[Referring expression data]
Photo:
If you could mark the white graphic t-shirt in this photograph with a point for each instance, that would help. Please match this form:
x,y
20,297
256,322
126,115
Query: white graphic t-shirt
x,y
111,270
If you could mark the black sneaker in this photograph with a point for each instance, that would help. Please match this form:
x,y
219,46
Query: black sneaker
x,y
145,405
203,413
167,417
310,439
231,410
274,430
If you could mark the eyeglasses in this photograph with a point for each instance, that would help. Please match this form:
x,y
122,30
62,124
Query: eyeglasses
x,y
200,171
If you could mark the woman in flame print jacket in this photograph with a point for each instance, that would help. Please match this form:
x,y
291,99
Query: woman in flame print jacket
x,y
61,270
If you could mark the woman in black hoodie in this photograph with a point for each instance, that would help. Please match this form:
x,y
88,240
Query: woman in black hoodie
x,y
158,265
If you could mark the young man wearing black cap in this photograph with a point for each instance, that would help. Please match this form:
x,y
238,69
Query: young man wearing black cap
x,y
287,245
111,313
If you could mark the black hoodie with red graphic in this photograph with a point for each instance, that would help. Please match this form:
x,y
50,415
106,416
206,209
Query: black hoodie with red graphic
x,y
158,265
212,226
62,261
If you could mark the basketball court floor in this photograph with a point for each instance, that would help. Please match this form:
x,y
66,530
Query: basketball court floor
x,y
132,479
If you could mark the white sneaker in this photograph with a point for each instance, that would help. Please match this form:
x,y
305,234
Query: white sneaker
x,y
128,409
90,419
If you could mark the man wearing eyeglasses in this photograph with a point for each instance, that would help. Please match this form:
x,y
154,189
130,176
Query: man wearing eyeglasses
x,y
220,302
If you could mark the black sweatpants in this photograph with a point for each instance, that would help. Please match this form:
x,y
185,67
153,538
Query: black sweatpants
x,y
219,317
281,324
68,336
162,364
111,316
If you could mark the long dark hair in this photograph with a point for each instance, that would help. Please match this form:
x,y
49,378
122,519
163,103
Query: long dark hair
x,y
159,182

» **YOUR INSTRUCTIONS**: Would you copy out all the entries above without changing a single character?

» **ANSWER SECTION**:
Photo:
If you could mark the white graphic t-shirt in this photograph with a point for each instance, that would help. Please match this form:
x,y
20,297
256,322
126,115
Query: white graphic t-shirt
x,y
111,270
If you could mark the black sneaker in this photograph with a point for each instance, that would help. Please match this form:
x,y
219,46
Query: black sneaker
x,y
145,405
203,413
167,417
310,439
231,410
274,430
If you could mark the eyeglasses in this photograph with a point for each instance, that would help. Please match this form:
x,y
122,30
62,124
Query: eyeglasses
x,y
200,171
If you could mark the woman in flame print jacket in this photograph with a point for each instance, that would help. Please match this form:
x,y
291,99
Query: woman in flame print jacket
x,y
61,270
If you could mark the woman in black hoodie in this photograph with a point for each instance, that would help. Please match this form:
x,y
88,240
Query: woman in black hoodie
x,y
158,265
If you could mark the young man wearing black cap in this photograph with a point for each instance, that would help. Please match this form:
x,y
238,69
Query: young man wearing black cap
x,y
287,245
111,313
If you could mark the black hoodie with red graphic in this photograph with a point for each instance, that would help. Please match this form:
x,y
50,415
106,416
206,209
Query: black hoodie with red graphic
x,y
158,265
212,226
62,261
If you could mark the basketball court floor in this photograph with a point for each instance, that would help. Please match this form:
x,y
66,530
Query: basketball court floor
x,y
132,479
If you could mark the white sneaker in this photograph with a point for each instance, that would help. Please match this form:
x,y
305,234
Query: white sneaker
x,y
128,409
90,419
If you could mark the man wearing eyeglasses in this photograph with a point for each instance, that would help. Please match this form:
x,y
154,189
130,176
Query: man wearing eyeglasses
x,y
220,302
If you could mark the black sweatpants in this photograph with a point for each instance, that would help. Please match this form:
x,y
185,67
153,538
Query: black sweatpants
x,y
219,317
281,324
68,336
162,364
111,316
If you could mark the long dark hair in this photograph with a point for each instance, that would help. Please match this form:
x,y
49,378
122,519
163,103
Query: long dark hair
x,y
159,182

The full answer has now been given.